** START DATA PROVIDED **

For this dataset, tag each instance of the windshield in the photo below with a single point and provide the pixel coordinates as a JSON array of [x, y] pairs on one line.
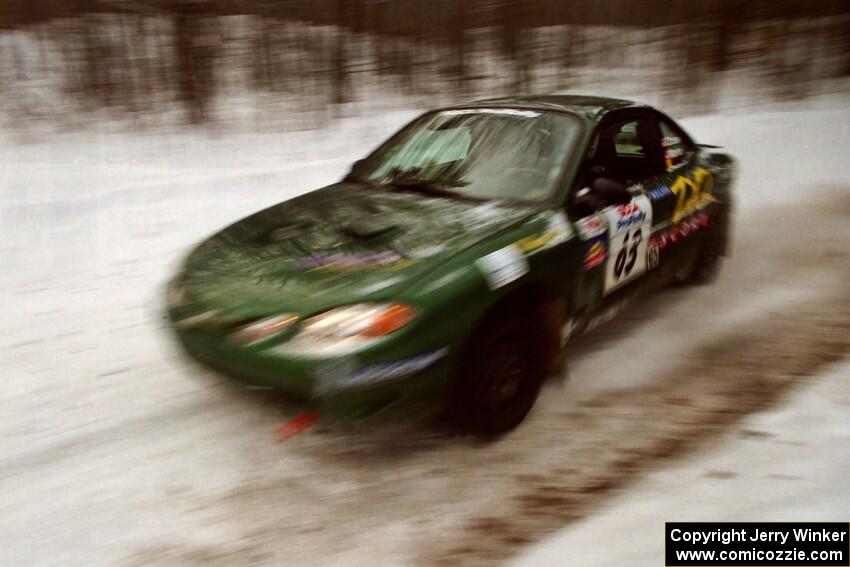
[[502, 154]]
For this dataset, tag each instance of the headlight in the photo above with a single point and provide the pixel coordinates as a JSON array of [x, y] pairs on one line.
[[347, 328]]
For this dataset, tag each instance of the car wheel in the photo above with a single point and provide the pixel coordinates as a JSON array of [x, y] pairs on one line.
[[703, 265], [502, 376]]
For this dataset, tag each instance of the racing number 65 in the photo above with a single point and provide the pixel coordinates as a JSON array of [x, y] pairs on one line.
[[628, 255]]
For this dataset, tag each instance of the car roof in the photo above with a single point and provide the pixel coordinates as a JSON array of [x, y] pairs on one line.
[[590, 107]]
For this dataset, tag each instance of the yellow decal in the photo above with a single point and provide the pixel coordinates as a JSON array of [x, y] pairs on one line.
[[531, 243], [692, 194]]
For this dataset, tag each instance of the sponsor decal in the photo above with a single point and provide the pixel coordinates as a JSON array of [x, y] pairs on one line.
[[591, 226], [634, 218], [595, 252], [659, 193], [652, 253], [503, 266], [629, 227], [557, 230], [376, 373], [665, 238]]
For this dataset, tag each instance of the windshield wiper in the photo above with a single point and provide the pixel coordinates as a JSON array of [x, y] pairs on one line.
[[429, 188]]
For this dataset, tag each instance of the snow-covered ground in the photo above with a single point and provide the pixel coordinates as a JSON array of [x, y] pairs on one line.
[[117, 451], [786, 464]]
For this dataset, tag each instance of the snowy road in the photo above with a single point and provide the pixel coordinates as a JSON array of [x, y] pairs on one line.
[[116, 451]]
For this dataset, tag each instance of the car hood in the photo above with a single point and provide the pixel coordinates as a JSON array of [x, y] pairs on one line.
[[342, 244]]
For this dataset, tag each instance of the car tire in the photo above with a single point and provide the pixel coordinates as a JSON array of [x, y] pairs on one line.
[[502, 374], [704, 264]]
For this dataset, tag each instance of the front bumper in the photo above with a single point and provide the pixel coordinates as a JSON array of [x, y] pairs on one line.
[[384, 381]]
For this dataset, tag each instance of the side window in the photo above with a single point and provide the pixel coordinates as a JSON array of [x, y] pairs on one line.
[[676, 149], [626, 142], [626, 151]]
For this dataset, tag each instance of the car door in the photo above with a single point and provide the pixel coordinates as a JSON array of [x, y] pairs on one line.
[[678, 196], [631, 160]]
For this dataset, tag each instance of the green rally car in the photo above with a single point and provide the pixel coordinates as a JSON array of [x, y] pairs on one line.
[[455, 261]]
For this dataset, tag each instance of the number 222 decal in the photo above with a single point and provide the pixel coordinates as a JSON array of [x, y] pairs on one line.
[[628, 229], [692, 194]]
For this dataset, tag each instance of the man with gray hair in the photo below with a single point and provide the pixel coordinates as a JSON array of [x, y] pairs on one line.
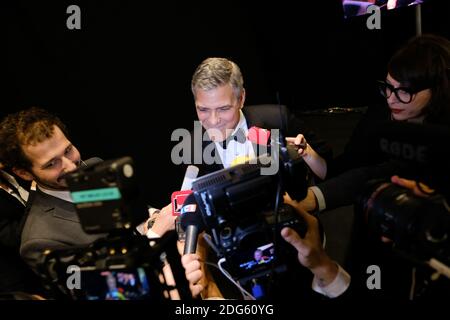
[[219, 94]]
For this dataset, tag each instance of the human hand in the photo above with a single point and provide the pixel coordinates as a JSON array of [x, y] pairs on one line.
[[165, 221], [419, 189], [300, 142], [315, 162], [309, 203]]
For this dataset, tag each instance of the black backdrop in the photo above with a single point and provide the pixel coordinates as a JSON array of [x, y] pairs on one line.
[[122, 82]]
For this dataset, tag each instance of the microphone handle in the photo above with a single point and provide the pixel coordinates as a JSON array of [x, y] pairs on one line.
[[190, 244]]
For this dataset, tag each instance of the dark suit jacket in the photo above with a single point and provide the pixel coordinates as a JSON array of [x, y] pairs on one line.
[[15, 275], [52, 224], [270, 116], [363, 160]]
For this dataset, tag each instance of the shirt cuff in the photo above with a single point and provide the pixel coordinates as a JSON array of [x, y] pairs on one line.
[[337, 287], [320, 198]]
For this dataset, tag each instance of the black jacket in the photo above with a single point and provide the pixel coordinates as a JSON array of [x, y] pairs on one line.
[[15, 275], [270, 116]]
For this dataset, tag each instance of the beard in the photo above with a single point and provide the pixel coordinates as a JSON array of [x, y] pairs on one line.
[[58, 184]]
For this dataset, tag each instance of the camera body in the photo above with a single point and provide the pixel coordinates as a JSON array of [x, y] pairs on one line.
[[418, 226], [104, 195], [243, 213], [122, 265]]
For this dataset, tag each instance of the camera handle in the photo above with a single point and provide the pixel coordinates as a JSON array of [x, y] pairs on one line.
[[440, 267]]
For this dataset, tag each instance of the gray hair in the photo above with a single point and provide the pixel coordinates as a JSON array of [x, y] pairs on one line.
[[216, 72]]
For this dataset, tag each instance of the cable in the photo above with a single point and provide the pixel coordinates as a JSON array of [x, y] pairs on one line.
[[245, 294]]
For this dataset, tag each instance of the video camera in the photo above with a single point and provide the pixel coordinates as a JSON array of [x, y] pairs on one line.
[[418, 226], [121, 264], [242, 211]]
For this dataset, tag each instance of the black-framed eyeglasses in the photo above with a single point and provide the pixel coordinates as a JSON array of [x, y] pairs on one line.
[[403, 94]]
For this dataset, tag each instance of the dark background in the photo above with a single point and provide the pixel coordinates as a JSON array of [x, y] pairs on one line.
[[122, 82]]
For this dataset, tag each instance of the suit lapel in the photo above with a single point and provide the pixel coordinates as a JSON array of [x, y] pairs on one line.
[[254, 120]]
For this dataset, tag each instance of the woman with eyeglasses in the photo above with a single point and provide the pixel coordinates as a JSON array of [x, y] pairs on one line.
[[416, 89]]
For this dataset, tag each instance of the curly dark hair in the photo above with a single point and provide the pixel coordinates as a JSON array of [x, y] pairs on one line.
[[26, 127], [425, 63]]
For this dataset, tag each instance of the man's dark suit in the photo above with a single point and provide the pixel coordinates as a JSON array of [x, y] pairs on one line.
[[52, 224], [270, 116], [15, 275]]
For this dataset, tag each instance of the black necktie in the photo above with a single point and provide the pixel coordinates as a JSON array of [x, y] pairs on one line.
[[238, 136]]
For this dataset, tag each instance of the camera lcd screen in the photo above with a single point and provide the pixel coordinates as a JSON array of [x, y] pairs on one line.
[[126, 284], [259, 258]]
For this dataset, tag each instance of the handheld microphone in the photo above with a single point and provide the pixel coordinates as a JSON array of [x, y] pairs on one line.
[[192, 223], [178, 197]]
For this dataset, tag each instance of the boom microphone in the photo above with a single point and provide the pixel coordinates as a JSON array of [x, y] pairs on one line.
[[90, 162]]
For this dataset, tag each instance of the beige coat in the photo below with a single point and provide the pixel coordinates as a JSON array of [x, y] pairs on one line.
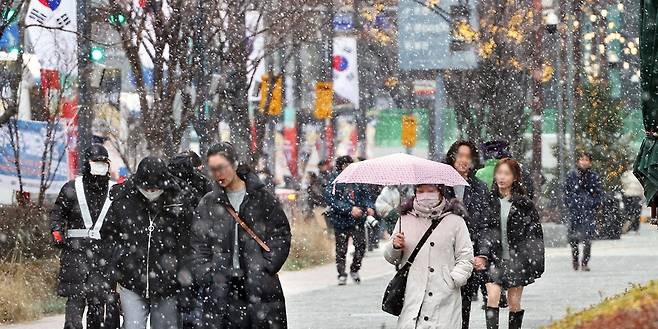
[[443, 265]]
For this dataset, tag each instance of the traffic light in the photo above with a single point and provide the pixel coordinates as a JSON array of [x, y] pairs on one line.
[[461, 31], [118, 19], [97, 55], [409, 125], [276, 98], [8, 15]]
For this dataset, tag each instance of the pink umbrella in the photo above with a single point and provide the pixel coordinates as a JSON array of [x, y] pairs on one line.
[[400, 169]]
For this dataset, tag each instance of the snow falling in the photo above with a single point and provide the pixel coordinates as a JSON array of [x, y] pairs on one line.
[[327, 164]]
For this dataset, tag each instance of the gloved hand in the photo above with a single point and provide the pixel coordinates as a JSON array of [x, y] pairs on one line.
[[58, 238]]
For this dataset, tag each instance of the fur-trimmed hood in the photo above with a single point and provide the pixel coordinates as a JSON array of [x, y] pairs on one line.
[[454, 206]]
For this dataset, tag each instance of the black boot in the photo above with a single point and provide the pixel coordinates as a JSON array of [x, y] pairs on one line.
[[516, 319], [503, 300], [493, 316]]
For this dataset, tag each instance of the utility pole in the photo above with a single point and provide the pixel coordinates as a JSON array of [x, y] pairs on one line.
[[570, 112], [364, 97], [326, 76], [537, 98], [85, 98]]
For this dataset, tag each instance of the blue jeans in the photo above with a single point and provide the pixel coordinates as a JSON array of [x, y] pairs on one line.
[[136, 310]]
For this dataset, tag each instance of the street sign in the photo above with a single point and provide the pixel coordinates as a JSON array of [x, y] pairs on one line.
[[436, 36]]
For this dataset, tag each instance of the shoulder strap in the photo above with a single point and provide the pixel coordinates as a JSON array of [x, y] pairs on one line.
[[82, 203], [246, 228], [426, 236], [94, 229]]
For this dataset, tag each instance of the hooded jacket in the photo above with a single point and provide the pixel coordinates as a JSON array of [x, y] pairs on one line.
[[146, 237], [212, 251], [443, 265]]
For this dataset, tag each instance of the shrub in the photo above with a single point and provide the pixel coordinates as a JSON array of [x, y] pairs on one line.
[[27, 290], [637, 308], [24, 233]]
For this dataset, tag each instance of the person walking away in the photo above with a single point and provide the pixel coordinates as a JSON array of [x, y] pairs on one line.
[[464, 157], [442, 266], [76, 219], [583, 194], [184, 167], [240, 240], [348, 219], [146, 229], [633, 198], [513, 243]]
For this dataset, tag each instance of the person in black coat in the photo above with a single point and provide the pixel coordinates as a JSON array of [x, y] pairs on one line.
[[464, 157], [145, 230], [84, 276], [513, 243], [583, 194], [186, 170], [237, 272], [348, 209]]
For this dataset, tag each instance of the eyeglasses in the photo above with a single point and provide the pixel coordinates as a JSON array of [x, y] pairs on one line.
[[219, 168]]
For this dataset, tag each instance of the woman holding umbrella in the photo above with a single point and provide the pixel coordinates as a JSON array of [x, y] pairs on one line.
[[513, 244], [441, 266]]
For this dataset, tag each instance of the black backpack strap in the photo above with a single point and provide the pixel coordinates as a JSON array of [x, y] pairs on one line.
[[426, 236]]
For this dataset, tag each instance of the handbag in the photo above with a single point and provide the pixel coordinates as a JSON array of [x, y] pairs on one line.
[[394, 295]]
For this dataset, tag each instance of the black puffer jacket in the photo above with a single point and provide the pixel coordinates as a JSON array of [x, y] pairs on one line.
[[212, 246], [146, 265], [477, 203], [82, 262], [524, 234]]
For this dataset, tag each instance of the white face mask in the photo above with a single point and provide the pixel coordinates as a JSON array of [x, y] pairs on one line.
[[430, 199], [151, 195], [99, 168]]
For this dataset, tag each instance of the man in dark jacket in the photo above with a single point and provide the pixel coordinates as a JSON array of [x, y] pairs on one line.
[[145, 231], [348, 209], [582, 195], [464, 157], [77, 217], [238, 264]]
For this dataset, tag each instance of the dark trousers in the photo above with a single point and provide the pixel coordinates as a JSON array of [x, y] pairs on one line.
[[100, 314], [575, 252], [468, 292], [358, 235]]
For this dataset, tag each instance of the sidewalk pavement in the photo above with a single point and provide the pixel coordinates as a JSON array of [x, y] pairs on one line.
[[314, 300]]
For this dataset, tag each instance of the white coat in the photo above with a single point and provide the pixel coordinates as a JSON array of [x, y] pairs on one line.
[[443, 265]]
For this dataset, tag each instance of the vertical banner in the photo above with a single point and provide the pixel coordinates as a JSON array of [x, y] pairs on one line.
[[323, 100], [346, 74]]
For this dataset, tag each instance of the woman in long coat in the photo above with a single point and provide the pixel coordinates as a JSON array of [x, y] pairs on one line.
[[513, 244], [443, 265], [238, 275]]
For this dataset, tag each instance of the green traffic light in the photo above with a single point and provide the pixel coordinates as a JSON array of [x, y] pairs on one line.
[[117, 19], [97, 54]]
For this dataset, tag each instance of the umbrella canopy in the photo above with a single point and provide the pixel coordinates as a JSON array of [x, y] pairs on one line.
[[400, 169], [646, 164]]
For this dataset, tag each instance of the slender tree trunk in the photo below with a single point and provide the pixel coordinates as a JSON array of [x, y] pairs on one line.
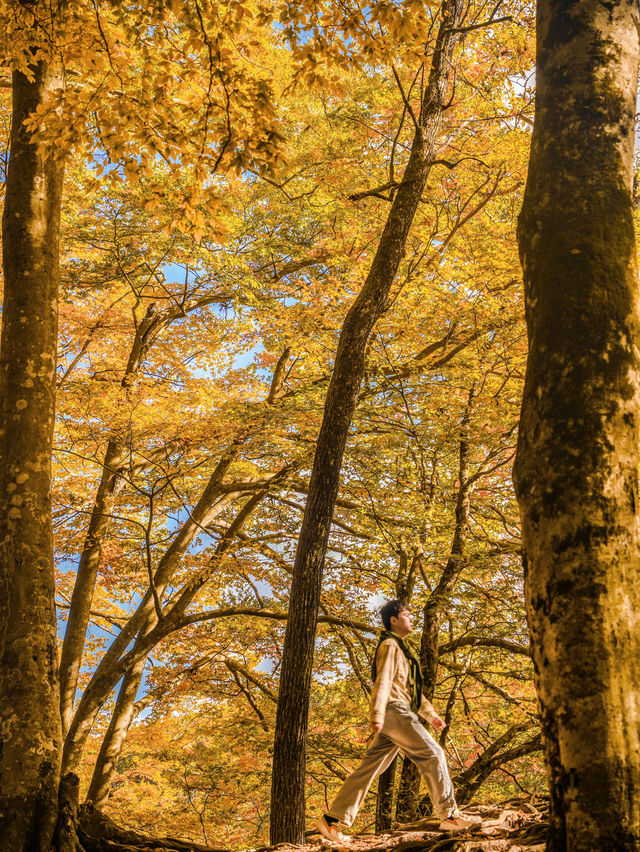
[[288, 780], [433, 610], [110, 485], [29, 694], [577, 460], [114, 739]]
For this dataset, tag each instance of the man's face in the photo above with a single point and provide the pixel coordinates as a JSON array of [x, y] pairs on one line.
[[402, 624]]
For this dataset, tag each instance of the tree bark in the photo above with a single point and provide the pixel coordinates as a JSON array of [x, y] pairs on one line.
[[410, 778], [288, 780], [83, 590], [577, 459], [115, 737], [29, 692]]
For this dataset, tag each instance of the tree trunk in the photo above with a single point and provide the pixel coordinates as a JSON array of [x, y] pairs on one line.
[[110, 485], [29, 693], [577, 460], [409, 790], [115, 737], [288, 780]]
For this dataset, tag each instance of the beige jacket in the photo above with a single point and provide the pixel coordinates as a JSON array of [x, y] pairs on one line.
[[392, 684]]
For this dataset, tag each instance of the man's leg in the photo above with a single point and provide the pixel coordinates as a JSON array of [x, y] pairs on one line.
[[405, 729], [347, 803]]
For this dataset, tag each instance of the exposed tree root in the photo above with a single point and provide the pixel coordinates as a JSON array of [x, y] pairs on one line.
[[517, 825], [98, 833]]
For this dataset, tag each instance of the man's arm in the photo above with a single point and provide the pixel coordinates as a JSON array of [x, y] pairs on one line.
[[427, 711], [386, 667]]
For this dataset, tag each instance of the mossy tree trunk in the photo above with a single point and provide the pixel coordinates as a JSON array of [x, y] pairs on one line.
[[29, 694], [288, 780], [577, 460]]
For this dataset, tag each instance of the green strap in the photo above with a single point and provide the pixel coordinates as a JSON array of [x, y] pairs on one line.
[[415, 669]]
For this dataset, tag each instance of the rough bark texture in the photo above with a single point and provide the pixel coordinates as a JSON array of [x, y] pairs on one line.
[[577, 461], [288, 781], [29, 696]]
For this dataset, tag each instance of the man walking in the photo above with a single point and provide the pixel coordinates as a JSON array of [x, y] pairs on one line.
[[396, 703]]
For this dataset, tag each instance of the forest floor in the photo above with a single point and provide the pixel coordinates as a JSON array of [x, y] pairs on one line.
[[517, 825]]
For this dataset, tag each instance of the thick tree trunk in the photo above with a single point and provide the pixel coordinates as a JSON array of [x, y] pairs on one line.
[[29, 695], [288, 780], [577, 461]]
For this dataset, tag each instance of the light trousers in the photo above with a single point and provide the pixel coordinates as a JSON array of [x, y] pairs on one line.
[[402, 729]]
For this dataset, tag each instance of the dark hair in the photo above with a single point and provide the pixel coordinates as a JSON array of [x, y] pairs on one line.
[[391, 609]]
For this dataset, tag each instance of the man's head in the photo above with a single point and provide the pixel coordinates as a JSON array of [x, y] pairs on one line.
[[397, 618]]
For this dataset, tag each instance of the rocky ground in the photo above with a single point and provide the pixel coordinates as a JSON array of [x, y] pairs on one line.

** END DATA PROVIDED **

● WHAT IS ASKED: Transcribe, word for word, every line from the one containing "For this dataset, tag each instance of the dark hair" through the final line of the entries, and nothing else.

● COMPLETED TASK:
For this dataset, tag each instance of the dark hair in the photo above with a single point and provide the pixel coordinates as a JSON array of [x, y] pairs on one line.
[[391, 609]]
For this dataset, tag each instance of the man's head in the photo above with a single point and provide the pixel coordinates as a JSON array of [x, y] pairs on one line.
[[397, 618]]
For this dataset, tag each instance of the rocky ground in the photo above with a single point and provide the pixel coordinates as a JSON array of [x, y] pairs on one line.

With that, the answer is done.